Your goal
Write out the data below verbatim, everything from the line that contains "Please drop a marker on every instance of the distant" down to the line that contains "<point>463,21</point>", both of those lines included, and nothing else.
--- begin Source data ---
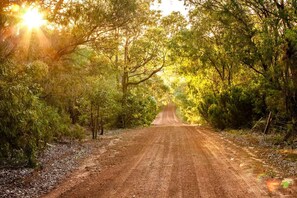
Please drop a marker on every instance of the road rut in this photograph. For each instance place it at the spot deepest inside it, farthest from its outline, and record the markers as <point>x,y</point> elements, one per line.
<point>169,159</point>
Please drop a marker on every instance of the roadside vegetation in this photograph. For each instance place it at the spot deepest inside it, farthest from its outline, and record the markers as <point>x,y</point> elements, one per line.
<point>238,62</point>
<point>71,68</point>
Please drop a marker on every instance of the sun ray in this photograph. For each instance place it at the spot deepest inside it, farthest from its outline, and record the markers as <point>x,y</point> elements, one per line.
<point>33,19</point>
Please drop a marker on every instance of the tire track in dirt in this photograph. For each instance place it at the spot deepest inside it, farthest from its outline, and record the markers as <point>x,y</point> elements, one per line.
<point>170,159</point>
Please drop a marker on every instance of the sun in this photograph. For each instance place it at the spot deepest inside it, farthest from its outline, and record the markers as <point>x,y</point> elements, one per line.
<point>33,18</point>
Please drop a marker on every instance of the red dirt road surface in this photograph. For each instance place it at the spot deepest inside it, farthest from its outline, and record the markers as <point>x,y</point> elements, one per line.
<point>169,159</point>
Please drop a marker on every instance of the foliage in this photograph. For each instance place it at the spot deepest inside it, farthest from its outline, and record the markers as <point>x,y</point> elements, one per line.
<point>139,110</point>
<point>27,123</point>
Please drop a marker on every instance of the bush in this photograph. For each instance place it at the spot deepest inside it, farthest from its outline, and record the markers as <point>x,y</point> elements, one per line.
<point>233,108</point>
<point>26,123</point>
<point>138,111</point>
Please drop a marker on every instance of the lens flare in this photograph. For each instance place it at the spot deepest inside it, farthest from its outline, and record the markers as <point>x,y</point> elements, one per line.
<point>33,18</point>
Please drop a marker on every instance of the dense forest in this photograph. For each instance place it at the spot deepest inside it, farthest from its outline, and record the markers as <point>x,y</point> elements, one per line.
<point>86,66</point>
--- end Source data ---
--- begin Source data ---
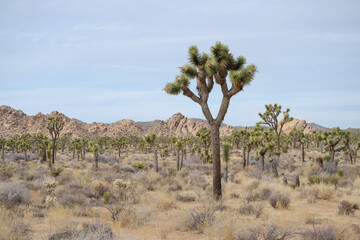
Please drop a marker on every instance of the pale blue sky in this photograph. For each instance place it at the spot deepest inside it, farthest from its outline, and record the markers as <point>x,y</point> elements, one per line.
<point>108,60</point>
--- end Source data ---
--- begin Source data ---
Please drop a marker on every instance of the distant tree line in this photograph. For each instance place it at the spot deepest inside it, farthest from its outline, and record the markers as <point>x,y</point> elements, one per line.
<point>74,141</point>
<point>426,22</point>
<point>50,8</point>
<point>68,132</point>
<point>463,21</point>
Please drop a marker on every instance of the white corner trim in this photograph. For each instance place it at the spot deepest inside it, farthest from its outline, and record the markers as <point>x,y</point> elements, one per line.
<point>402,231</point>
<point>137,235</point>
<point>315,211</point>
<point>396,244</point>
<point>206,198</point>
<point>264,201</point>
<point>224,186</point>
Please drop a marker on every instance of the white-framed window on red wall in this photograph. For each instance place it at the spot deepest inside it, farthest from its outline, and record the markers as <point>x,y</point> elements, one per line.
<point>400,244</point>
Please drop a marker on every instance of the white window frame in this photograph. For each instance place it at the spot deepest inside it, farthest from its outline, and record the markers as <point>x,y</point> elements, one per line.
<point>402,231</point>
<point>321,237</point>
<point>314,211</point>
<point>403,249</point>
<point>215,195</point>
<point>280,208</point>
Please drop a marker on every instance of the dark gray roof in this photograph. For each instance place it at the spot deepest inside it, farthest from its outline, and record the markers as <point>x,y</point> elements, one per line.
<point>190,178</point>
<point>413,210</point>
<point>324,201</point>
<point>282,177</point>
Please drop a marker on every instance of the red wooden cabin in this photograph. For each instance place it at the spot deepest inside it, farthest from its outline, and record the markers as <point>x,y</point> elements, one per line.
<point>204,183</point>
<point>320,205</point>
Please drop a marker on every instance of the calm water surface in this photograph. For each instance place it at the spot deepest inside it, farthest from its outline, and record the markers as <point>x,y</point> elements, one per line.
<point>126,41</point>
--- end Source data ---
Solution to this problem
Please drop a marker on every instance of the distant tree line in this photograph. For each instance place it at the spot deepest inside it, farthest from its outline, and record the markers as <point>x,y</point> elements, one per line.
<point>74,141</point>
<point>426,22</point>
<point>50,8</point>
<point>68,132</point>
<point>463,21</point>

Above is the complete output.